Pointing dataset excerpts
------------------------------------------------
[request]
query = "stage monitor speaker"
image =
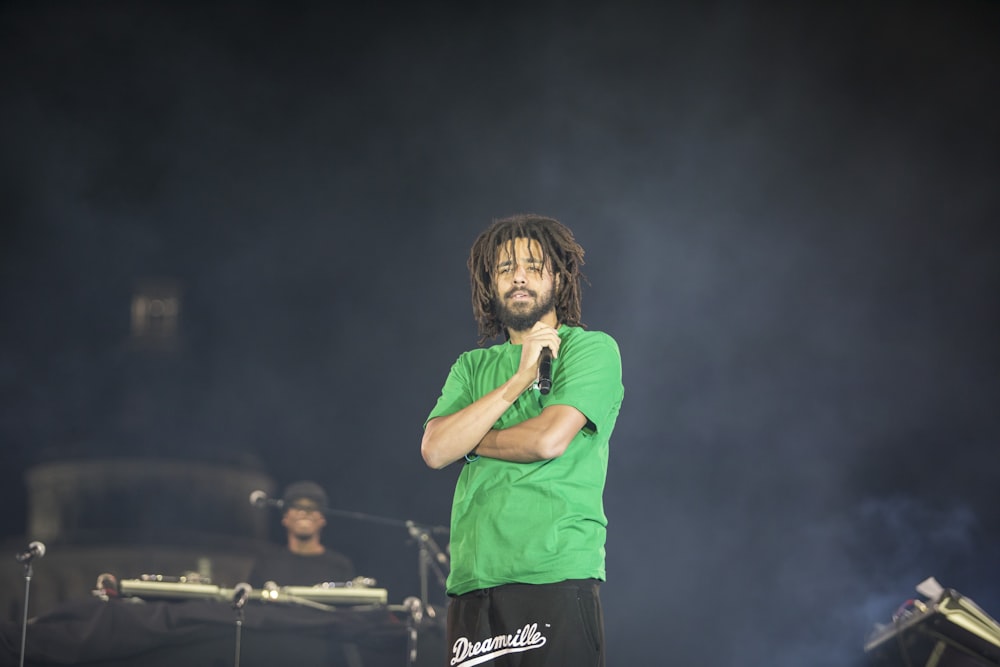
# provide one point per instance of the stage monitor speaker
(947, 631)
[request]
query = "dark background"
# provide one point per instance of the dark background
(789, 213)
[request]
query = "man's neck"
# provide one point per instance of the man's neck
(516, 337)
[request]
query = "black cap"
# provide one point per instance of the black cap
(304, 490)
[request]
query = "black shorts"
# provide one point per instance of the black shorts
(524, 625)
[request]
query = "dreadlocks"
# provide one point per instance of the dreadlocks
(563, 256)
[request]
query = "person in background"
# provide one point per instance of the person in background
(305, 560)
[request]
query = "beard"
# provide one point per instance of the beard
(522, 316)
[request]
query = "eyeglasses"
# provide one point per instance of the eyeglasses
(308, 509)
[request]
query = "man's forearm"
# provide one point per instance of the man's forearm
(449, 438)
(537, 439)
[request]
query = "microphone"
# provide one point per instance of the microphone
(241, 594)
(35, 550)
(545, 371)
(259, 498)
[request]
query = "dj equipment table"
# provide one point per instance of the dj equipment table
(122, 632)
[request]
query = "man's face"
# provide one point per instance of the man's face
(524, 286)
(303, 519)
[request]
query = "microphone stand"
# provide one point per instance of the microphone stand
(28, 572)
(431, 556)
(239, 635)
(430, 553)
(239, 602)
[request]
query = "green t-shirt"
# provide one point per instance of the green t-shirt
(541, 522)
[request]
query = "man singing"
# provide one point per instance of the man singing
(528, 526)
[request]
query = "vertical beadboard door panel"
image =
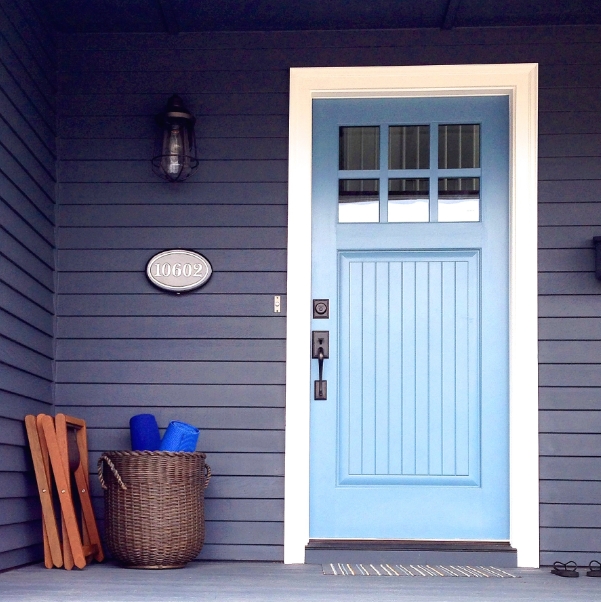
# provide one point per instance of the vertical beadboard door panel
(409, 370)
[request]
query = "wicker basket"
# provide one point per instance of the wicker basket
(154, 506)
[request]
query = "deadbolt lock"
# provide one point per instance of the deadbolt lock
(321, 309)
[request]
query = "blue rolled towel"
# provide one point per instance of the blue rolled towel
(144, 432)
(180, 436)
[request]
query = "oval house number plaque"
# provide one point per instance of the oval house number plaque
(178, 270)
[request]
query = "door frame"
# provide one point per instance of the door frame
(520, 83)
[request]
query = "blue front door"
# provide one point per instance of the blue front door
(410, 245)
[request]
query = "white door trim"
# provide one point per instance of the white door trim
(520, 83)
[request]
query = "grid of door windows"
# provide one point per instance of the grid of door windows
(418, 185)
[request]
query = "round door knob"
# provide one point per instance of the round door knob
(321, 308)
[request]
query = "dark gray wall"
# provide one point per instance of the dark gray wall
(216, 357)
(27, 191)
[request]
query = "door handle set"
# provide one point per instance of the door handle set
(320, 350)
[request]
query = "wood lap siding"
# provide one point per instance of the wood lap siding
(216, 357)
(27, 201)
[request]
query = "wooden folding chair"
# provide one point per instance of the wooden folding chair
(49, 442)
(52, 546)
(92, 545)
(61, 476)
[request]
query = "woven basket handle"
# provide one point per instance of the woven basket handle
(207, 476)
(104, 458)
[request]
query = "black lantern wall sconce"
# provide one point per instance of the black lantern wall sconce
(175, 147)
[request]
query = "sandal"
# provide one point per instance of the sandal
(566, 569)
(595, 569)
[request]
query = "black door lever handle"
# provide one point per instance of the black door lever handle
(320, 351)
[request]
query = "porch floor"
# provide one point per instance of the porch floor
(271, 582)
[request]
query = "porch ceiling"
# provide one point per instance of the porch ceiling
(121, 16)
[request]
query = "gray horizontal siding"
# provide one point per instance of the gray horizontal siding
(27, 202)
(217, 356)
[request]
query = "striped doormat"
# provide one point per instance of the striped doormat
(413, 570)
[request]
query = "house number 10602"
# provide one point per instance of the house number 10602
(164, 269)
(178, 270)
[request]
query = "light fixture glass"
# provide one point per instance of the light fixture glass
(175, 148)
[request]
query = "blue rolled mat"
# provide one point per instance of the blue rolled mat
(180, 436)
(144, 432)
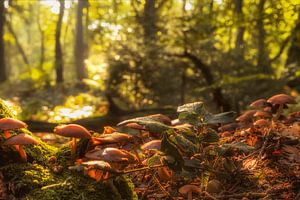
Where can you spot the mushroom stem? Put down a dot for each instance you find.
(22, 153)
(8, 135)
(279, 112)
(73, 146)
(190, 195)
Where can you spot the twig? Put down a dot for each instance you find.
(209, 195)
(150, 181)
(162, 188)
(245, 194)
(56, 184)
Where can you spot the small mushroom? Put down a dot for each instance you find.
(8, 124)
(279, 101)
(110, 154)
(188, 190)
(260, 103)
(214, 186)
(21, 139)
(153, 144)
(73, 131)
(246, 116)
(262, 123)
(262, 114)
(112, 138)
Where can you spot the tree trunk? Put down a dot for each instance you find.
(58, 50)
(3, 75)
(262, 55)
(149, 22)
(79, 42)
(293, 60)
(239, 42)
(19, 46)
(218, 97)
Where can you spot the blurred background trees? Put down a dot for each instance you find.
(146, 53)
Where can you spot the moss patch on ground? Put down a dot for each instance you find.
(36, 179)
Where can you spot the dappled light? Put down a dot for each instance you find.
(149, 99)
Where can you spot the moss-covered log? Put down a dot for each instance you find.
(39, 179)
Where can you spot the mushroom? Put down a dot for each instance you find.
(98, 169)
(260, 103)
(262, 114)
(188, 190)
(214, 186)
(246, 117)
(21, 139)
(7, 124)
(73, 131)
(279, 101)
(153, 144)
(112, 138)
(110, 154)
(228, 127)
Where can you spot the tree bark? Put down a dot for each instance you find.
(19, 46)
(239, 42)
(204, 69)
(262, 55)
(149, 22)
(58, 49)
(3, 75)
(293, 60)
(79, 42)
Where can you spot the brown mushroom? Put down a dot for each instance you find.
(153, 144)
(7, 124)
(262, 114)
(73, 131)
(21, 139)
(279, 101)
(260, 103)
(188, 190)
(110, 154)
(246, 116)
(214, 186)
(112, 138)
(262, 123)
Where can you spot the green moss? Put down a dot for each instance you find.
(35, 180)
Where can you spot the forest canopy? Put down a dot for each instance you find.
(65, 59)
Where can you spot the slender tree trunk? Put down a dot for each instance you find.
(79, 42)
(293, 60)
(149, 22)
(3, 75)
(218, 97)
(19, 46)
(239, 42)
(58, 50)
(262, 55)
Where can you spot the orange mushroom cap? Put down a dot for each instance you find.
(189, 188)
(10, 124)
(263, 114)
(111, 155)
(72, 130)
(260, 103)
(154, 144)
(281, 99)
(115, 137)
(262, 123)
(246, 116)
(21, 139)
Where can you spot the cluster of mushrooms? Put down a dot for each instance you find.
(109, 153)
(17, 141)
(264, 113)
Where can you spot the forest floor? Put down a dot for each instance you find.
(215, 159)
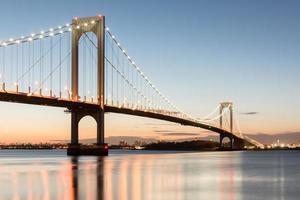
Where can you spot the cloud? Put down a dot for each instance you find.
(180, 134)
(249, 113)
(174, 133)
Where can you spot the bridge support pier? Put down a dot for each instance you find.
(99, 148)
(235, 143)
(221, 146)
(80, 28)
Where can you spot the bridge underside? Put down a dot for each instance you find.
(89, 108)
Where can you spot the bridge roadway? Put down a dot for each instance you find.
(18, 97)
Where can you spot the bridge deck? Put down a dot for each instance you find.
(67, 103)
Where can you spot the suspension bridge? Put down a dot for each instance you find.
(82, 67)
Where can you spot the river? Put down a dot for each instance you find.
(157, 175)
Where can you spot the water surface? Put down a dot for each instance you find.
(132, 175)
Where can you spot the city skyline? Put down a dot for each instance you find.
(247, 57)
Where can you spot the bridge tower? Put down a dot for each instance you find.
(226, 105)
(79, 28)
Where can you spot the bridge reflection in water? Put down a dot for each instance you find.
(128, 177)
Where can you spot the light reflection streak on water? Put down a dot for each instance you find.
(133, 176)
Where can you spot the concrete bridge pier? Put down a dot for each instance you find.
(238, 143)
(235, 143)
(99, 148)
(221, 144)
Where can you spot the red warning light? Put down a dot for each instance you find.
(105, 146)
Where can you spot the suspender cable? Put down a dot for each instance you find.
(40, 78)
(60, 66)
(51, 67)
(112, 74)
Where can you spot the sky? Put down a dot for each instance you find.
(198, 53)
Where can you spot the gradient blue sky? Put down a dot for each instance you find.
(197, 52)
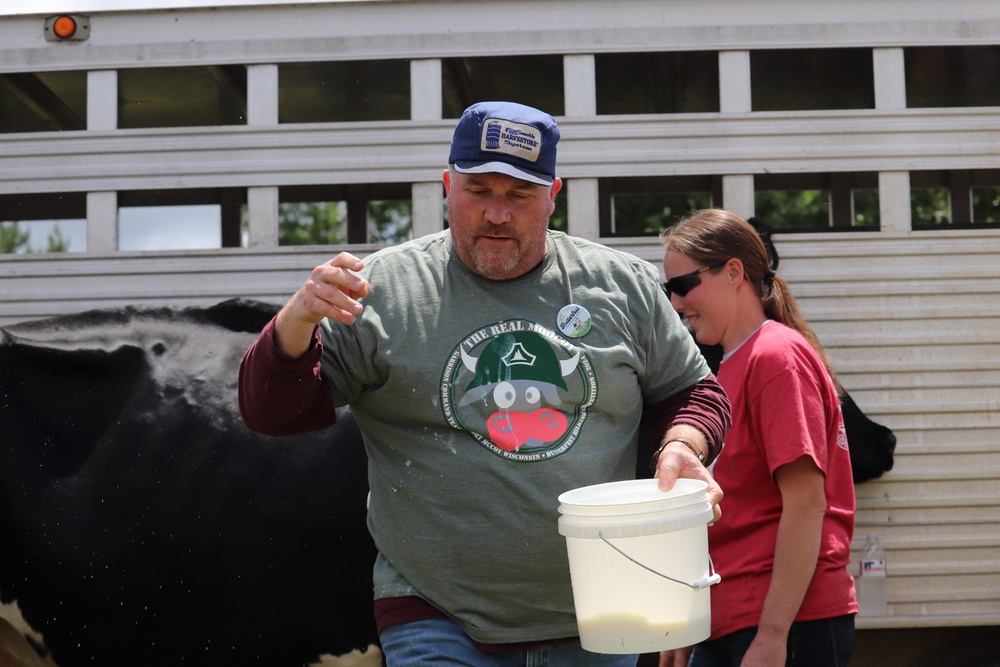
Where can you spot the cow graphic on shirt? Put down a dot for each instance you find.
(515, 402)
------------------------------------------------
Task to complete: Print only the lines from the line that contains "Where can you spot the cluster" to the final line of the data, inclusive. Pictures stay out.

Task result:
Where can you spot the cluster of mushrooms? Put down a dot for each instance you find.
(109, 153)
(17, 141)
(264, 113)
Where can you spot the forest floor? Put down a dot for each instance you find.
(215, 159)
Where can you spot the cloud? Put down a dot for each instance you find.
(180, 134)
(249, 113)
(174, 133)
Where can you spot the bridge support pier? Put down a dot for each instance you find.
(99, 148)
(235, 143)
(221, 146)
(80, 28)
Where can you spot the bridge underside? Put down a dot for each instance you find.
(89, 108)
Where can you spot the bridge roadway? Put down a dot for each instance you find.
(18, 97)
Where can you spot the bridge deck? Put down a dot for each instance you find.
(67, 103)
Where can you spot the suspension bridge? Put down a dot for each instance you find.
(82, 67)
Where can you spot the river? Put down a dot for each instance you find.
(157, 175)
Where can you spot the water surface? Put down a dot for each instance you find.
(132, 175)
Where can you spot the city skyline? Put down a dot for each instance you find.
(247, 57)
Where can you spot the bridge tower? Put down a dot for each instance you find.
(226, 105)
(79, 28)
Where can you spot the bridge reflection in water? Put down a dot for each instance you find.
(128, 177)
Where can you spot the light reflection streak on water? Put down a dot for each instance you find.
(133, 176)
Where can you spot the concrete bridge pier? Put down a dot for each instance you find.
(238, 143)
(235, 143)
(99, 148)
(221, 144)
Where can you spot the red warning light? Put down a dot for each instance you find.
(105, 146)
Where can you spot the suspender cable? Put down a dot for each instance you find.
(40, 78)
(60, 66)
(51, 67)
(112, 74)
Where can you spot the sky? Put down a dot for each instance you find.
(198, 53)
Where can you spot the gradient blue sky? Put down a dot for each instance you find.
(197, 52)
Where can you spot the cow graphic on shirt? Put down a dot for each instance you find.
(515, 402)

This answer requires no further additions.